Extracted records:
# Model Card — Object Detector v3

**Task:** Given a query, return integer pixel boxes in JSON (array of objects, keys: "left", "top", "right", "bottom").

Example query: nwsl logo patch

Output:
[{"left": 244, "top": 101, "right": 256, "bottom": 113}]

TASK BRIEF:
Output every line of the records above as a JSON list of strings, with one string per line. Omit blank lines.

OUTPUT BELOW:
[
  "# Model Card — Object Detector v3",
  "**Task:** Given a query, return integer pixel boxes in JSON (array of objects, keys: \"left\", \"top\", \"right\", \"bottom\").",
  "Example query: nwsl logo patch",
  "Output:",
  "[{\"left\": 244, \"top\": 101, \"right\": 256, \"bottom\": 113}]"
]